==== Source excerpt ====
Thread: AW: beta testing version

AW: beta testing version

From

Zeugswetter Andreas SB

Date:

06 December 2000, 07:16:51

> > > Sounds great! We can follow this way: when first after last
> > > checkpoint update to a page being logged, XLOG code can log
> > > not AM specific update record but entire page (creating backup
> > > "physical log"). During after crash recovery such pages will
> > > be redone first, ensuring page consistency for further redo ops.
> > > This means bigger log, of course.
> >
> > Be sure to include a CRC of each part of the block that you hope
> > to replay individually.
>
> Why should we do this? I'm not going to replay parts individually,
> I'm going to write entire pages to OS cache and than apply changes to
> them. Recovery is considered as succeeded after server is ensured
> that all applyed changes are on the disk. In the case of crash during
> recovery we'll replay entire game.

Yes, but there would need to be a way to verify the last page or record from txlog when
running on crap hardware. The point was, that crap hardware writes our 8k pages
in any order (e.g. 512 bytes from the end, then 512 bytes from front ...), and does not
even notice, that it only wrote part of one such 512 byte block when reading it back
after a crash. But, I actually doubt that this is true for all but the most crappy hardware.

Andreas

Re: AW: beta testing version

From

Tom Lane

Date:

06 December 2000, 11:15:41

Zeugswetter Andreas SB <ZeugswetterA@Wien.Spardat.at> writes:
> Yes, but there would need to be a way to verify the last page or
> record from txlog when running on crap hardware.

How exactly *do* we determine where the end of the valid log data is,
anyway?
        regards, tom lane

Re: AW: beta testing version

From

Daniele Orlandi

Date:

06 December 2000, 11:38:35

Tom Lane wrote:
> 
> Zeugswetter Andreas SB <ZeugswetterA@Wien.Spardat.at> writes:
> > Yes, but there would need to be a way to verify the last page or
> > record from txlog when running on crap hardware.
> 
> How exactly *do* we determine where the end of the valid log data is,
> anyway?

Couldn't you use a CRC ?

Anyway... may I suggest adding CRCs to the data ? I just discovered that
I had a faulty HD controller and I fear that something could have been
written erroneously (this could also help to detect faulty memory,
though only in certain cases).

Bye!
==== Data supplied ====
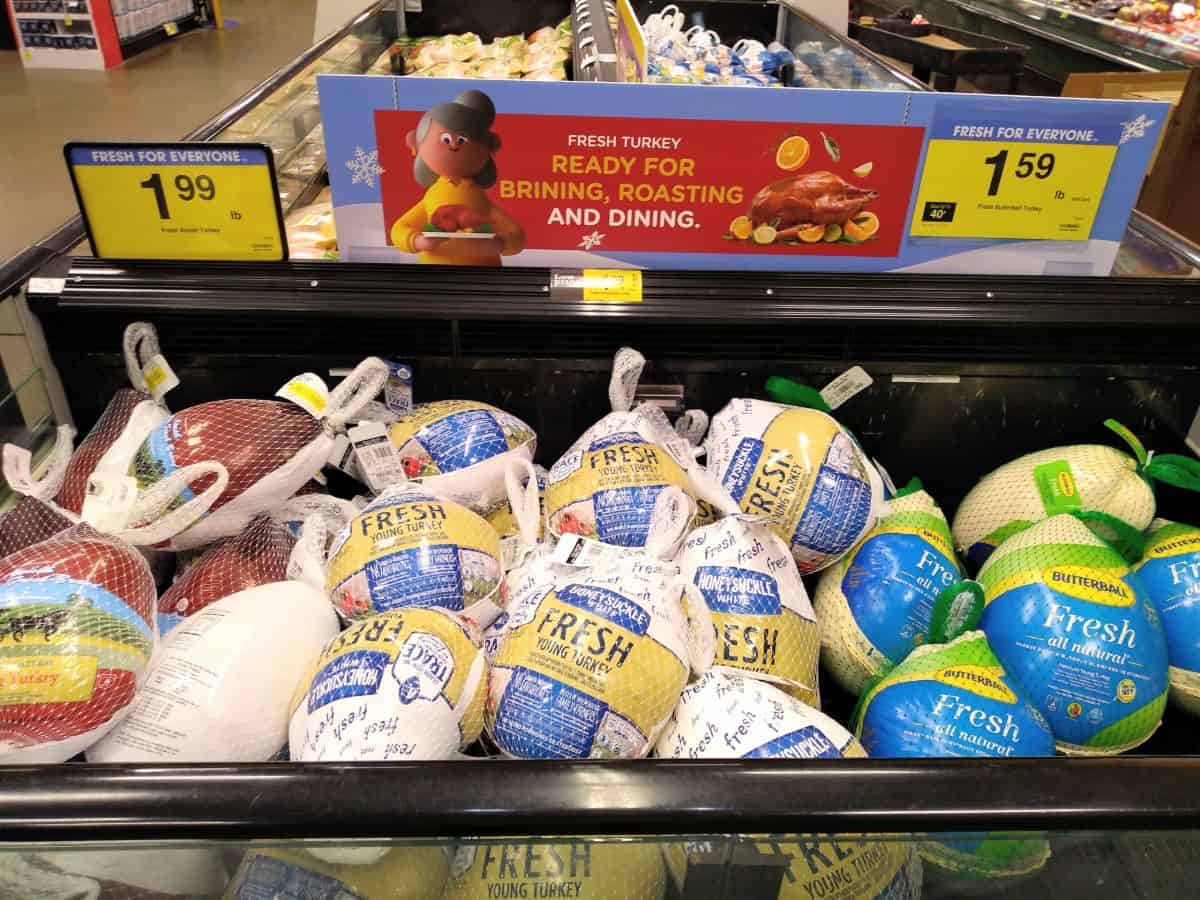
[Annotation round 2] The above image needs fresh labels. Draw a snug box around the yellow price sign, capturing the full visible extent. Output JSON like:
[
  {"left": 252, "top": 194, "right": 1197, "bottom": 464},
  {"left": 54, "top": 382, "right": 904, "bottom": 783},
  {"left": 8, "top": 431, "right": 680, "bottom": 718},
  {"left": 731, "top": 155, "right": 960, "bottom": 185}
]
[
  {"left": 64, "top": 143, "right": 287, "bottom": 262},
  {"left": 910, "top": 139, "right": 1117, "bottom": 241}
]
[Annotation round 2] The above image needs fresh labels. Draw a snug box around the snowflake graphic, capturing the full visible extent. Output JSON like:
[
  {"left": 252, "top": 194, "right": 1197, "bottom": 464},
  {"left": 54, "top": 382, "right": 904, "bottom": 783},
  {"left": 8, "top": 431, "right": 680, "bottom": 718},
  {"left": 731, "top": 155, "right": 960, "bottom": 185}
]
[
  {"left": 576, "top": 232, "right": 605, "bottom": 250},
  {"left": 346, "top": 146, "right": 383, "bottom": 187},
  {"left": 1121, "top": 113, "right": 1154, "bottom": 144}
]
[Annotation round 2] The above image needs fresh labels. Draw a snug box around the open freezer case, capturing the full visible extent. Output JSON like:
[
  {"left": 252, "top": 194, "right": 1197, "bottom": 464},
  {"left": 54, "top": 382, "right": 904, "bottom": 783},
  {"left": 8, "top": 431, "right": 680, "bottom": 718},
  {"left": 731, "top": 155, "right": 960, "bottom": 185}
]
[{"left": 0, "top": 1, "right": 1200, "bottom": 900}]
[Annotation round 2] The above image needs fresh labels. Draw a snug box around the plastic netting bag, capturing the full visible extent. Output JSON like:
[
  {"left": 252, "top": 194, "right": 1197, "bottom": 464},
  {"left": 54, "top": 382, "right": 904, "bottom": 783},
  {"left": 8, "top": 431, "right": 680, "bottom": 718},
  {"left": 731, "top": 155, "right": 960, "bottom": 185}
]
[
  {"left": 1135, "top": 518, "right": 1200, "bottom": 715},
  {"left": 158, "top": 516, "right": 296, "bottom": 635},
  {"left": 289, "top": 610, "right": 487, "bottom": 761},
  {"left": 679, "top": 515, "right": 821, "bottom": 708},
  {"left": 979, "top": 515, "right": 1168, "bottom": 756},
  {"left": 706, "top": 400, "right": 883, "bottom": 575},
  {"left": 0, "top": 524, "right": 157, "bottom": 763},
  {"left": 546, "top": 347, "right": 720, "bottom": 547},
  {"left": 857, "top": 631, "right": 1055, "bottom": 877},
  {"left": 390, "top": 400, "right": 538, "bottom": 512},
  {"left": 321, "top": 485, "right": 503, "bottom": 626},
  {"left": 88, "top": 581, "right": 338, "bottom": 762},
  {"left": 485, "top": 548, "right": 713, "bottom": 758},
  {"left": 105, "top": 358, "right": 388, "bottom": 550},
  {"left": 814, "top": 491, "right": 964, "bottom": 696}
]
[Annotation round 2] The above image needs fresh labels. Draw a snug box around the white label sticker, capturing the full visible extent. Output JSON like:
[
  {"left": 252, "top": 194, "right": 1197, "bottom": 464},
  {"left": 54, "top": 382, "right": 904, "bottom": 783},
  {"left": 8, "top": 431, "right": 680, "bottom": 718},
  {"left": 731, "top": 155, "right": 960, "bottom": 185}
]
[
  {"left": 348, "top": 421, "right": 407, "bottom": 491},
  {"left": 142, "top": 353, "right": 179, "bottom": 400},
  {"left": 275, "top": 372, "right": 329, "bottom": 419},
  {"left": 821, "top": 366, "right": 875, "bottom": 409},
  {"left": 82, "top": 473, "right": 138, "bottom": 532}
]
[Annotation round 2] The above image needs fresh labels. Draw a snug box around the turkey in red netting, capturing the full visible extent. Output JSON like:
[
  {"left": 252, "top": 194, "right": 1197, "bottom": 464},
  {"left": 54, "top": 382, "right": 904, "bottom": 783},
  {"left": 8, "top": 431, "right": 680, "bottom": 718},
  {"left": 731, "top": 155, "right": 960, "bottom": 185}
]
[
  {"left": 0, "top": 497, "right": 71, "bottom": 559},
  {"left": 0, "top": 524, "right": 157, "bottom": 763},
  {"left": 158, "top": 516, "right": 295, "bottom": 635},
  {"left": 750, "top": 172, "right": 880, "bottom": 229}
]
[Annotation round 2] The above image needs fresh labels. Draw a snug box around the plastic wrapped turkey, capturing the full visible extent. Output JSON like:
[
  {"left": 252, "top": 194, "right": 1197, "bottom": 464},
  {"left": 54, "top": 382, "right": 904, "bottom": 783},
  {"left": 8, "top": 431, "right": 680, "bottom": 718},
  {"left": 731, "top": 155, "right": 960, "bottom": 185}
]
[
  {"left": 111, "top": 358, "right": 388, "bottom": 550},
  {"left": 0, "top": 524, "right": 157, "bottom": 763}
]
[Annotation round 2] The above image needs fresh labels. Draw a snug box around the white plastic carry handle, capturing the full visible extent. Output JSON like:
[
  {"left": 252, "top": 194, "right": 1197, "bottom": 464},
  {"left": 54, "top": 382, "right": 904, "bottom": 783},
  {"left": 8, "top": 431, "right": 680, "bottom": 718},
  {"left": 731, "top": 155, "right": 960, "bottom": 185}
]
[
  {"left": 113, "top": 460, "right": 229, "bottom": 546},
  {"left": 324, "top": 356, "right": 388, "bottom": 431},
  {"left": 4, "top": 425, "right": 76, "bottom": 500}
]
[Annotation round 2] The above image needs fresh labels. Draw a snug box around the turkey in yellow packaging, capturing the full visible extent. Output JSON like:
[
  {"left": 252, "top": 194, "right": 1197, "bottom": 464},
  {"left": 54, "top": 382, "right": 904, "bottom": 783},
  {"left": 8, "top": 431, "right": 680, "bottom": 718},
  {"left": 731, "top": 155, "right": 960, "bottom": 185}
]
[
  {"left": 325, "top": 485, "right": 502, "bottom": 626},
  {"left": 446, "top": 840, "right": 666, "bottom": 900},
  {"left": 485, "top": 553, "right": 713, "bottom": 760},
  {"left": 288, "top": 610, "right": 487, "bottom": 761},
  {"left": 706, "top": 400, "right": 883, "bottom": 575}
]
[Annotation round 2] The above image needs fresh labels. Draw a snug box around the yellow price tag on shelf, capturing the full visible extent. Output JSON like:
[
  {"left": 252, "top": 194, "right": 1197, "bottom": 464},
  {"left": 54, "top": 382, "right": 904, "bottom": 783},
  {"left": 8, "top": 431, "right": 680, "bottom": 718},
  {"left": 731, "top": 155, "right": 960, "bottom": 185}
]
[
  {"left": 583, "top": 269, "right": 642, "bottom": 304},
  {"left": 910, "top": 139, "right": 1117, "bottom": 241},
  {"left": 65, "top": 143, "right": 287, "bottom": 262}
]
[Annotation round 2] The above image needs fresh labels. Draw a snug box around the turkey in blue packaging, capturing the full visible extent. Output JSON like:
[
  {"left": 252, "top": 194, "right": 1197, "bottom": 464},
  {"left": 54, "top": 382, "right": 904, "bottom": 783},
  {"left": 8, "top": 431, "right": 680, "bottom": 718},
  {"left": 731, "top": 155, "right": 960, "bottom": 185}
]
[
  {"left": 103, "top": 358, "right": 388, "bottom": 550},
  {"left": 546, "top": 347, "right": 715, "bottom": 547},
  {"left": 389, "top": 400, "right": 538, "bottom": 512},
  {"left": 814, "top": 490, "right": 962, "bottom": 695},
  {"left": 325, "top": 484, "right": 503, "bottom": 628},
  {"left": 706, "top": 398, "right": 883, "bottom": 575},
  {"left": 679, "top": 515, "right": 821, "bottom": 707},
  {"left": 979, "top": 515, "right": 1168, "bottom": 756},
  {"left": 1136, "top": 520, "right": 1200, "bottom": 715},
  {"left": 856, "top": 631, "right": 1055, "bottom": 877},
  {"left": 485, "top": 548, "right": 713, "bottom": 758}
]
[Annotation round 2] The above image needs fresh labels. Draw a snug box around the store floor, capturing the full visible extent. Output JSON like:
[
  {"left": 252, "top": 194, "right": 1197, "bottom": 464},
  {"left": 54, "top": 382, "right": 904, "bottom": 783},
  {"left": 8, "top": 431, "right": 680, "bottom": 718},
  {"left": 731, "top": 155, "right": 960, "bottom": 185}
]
====
▸ **What to work on**
a: In the beta testing thread, why does Andreas say there still needs to be a way to verify the last page or record from the txlog? Answer in one to three sentences.
b: Proceed with the mailing list thread on beta testing, starting after its last message.

▸ **Answers per task**
a: Cheap hardware can write the 8k pages in any order, for example 512 bytes from the end and then 512 bytes from the front. After a crash, when it reads the data back, it does not even notice that it wrote only part of one of those 512-byte blocks.

b:
-- Daniele Orlandi Planet Srl

Re: AW: beta testing version

From

Bruce Guenter

Date:

06 December 2000, 13:25:36

On Wed, Dec 06, 2000 at 11:15:26AM -0500, Tom Lane wrote:
> Zeugswetter Andreas SB <ZeugswetterA@Wien.Spardat.at> writes:
> > Yes, but there would need to be a way to verify the last page or
> > record from txlog when running on crap hardware.
> How exactly *do* we determine where the end of the valid log data is,
> anyway?

I don't know how pgsql does it, but the only safe way I know of is to
include an "end" marker after each record.  When writing to the log,
append the records after the last end marker, ending with another end
marker, and fdatasync the log.  Then overwrite the previous end marker
to indicate it's not the end of the log any more and fdatasync again.

To ensure that it is written atomically, the end marker must not cross a
hardware sector boundary (typically 512 bytes).  This can be trivially
guaranteed by making the marker a single byte.

Any other way I've seen discussed (here and elsewhere) either
- Requires atomic multi-sector writes, which are possible only if all the sectors are sequential on disk, the kernel
issuesone large write for all of them, and you don't powerfail in the middle of the write. 
- Assume that a CRC is a guarantee.  A CRC would be a good addition to help ensure the data wasn't broken by flakey
drivefirmware, but doesn't guarantee consistency. 

--
Bruce Guenter <bruceg@em.ca>                       http://em.ca/~bruceg/

CRCs (was: beta testing version)

From

ncm@zembu.com (Nathan Myers)

Date:

06 December 2000, 18:29:30

On Wed, Dec 06, 2000 at 12:29:00PM +0100, Zeugswetter Andreas SB wrote:
> 
> > Why should we do this? I'm not going to replay parts individually,
> > I'm going to write entire pages to OS cache and than apply changes
> > to them. Recovery is considered as succeeded after server is ensured
> > that all applyed changes are on the disk. In the case of crash
> > during recovery we'll replay entire game.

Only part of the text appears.